## Exercise requirements:
Every line below containing the word "sunglasses" should be found and copied.

------ Exercise input

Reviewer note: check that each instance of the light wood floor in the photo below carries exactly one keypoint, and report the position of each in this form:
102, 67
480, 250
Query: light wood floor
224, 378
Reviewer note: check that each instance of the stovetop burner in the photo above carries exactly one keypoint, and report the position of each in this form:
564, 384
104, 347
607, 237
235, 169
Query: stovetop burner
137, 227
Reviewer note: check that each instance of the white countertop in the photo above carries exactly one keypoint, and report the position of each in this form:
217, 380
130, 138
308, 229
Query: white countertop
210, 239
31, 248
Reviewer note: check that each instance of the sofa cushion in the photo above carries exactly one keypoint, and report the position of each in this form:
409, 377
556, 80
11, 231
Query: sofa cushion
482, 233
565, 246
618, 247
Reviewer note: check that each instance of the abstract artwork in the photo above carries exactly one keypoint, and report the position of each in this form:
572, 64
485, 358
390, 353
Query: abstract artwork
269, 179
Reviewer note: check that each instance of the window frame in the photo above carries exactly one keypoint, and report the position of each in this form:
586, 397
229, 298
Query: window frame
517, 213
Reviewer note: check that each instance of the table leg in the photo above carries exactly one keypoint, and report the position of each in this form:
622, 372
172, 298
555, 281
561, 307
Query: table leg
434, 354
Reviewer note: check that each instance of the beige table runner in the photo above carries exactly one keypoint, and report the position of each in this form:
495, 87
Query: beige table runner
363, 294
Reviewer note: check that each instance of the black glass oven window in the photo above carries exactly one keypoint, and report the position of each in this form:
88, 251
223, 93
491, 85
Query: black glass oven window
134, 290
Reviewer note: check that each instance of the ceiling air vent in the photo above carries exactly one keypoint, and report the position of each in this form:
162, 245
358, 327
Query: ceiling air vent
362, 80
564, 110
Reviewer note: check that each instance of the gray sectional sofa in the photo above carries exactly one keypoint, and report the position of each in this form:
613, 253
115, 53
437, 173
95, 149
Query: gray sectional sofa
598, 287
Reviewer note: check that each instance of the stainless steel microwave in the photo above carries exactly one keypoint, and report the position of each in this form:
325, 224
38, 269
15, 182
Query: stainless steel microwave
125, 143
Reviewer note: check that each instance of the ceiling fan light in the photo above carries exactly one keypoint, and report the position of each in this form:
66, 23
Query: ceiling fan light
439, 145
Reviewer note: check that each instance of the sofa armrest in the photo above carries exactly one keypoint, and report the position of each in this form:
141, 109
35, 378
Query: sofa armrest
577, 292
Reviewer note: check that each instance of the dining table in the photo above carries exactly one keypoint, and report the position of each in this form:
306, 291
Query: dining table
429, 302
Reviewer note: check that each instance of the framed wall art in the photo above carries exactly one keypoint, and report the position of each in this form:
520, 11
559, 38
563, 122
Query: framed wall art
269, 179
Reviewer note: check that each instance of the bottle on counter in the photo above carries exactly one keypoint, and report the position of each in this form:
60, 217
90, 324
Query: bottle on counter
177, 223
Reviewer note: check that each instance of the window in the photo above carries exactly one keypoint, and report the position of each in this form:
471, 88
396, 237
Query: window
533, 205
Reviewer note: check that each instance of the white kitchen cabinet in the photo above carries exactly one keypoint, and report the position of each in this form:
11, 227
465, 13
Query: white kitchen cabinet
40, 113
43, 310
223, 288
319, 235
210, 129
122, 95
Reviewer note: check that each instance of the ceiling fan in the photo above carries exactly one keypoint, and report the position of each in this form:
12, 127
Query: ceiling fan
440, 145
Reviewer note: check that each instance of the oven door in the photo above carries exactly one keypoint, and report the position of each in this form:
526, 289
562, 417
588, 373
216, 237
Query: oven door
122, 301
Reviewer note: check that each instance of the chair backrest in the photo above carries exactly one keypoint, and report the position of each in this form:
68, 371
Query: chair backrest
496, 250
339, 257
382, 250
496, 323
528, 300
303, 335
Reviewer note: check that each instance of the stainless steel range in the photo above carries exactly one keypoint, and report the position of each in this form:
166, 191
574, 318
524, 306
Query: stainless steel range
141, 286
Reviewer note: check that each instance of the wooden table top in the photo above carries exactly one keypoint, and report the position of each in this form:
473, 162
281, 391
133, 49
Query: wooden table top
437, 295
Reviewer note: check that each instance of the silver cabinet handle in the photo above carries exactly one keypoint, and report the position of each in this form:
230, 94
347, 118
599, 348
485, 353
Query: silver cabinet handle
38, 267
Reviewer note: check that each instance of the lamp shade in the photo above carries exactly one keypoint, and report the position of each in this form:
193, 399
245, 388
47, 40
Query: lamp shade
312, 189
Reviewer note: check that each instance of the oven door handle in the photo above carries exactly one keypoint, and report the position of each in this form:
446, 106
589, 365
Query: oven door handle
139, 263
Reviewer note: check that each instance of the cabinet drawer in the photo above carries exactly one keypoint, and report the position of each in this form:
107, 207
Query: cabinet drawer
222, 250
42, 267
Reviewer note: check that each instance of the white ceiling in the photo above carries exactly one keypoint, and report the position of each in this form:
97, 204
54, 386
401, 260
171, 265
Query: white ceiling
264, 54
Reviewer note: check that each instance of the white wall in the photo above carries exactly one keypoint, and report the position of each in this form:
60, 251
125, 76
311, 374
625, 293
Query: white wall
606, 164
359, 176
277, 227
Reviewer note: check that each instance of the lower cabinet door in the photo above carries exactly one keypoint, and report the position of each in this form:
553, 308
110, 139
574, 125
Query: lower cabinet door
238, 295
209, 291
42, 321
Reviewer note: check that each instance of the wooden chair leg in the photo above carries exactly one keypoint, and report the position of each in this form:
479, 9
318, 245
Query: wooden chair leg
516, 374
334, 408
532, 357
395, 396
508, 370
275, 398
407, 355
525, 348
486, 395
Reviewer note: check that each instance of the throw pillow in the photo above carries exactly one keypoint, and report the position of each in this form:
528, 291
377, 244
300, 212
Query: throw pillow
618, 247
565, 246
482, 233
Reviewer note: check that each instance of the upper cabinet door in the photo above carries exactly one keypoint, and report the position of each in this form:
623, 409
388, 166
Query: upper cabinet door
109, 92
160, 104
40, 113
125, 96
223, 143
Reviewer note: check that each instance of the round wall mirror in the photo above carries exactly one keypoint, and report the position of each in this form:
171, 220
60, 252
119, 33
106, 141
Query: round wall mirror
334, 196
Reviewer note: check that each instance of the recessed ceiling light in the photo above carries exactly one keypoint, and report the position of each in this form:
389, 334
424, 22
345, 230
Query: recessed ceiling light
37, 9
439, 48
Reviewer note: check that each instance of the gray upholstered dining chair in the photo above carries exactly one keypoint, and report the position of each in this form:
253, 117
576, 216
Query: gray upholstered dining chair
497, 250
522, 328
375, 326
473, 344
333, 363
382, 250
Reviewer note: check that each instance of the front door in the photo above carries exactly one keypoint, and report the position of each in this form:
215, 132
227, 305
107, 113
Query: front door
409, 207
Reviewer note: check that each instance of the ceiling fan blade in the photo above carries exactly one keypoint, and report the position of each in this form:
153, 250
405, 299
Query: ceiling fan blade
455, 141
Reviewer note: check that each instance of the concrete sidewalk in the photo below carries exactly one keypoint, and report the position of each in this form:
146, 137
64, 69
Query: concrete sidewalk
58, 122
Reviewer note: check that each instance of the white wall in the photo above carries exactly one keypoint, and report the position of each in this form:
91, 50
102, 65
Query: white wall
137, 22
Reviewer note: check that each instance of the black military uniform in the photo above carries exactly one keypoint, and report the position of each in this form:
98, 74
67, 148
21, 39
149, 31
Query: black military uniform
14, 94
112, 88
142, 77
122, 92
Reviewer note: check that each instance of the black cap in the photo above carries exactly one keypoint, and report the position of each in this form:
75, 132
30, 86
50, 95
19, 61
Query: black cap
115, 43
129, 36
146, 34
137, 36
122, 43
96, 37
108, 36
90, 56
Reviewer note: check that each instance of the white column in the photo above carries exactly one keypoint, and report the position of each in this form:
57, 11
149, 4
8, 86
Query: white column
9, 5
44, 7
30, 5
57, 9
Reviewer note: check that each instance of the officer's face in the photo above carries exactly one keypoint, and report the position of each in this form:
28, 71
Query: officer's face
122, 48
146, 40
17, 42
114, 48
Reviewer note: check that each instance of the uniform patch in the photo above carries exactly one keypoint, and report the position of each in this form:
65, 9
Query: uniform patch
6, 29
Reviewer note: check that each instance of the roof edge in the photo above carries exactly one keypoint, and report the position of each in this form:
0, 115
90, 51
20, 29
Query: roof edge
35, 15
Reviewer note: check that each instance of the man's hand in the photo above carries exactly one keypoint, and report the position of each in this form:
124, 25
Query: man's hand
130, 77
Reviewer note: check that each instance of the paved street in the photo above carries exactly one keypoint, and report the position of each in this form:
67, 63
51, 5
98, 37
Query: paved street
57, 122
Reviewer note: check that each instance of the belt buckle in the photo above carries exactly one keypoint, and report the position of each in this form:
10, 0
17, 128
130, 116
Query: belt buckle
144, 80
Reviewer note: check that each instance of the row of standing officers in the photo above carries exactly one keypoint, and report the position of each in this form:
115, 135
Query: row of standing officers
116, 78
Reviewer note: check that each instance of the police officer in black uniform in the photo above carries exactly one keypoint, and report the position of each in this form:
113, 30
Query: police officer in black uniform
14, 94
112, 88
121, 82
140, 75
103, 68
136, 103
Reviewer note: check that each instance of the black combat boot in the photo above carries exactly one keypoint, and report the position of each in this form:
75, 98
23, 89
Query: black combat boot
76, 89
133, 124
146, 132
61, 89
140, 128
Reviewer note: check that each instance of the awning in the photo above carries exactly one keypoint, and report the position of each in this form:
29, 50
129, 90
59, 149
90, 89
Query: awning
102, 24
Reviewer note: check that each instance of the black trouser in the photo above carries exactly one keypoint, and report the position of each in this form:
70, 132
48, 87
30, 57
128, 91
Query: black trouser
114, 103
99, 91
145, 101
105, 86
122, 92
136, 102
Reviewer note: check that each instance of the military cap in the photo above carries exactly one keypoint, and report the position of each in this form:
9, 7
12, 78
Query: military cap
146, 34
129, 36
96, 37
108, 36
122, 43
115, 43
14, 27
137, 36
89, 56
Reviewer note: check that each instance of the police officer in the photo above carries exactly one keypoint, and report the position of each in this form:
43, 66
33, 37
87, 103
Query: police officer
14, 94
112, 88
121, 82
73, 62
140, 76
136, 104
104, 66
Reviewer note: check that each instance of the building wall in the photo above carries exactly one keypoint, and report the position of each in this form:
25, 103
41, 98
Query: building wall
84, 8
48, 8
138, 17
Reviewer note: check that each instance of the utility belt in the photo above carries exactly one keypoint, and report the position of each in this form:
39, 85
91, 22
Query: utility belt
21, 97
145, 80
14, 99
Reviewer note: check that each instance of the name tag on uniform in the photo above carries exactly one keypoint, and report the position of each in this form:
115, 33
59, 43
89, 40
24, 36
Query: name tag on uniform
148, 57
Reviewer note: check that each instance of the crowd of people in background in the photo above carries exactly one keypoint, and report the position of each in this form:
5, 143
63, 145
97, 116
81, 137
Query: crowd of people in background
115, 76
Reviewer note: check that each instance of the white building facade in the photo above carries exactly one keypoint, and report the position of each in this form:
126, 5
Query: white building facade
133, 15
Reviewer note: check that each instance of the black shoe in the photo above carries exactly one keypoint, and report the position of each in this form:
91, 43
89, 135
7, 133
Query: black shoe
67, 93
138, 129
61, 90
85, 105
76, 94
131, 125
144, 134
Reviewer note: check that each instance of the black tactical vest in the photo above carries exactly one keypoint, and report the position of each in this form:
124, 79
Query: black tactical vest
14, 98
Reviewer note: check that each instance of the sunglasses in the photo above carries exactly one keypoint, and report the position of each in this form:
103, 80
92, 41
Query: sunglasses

------------

## Task output:
Reviewer note: check that each instance of the sunglasses in the photo above carries exactly one keypoint, and report the position of each in this form:
Query: sunglasses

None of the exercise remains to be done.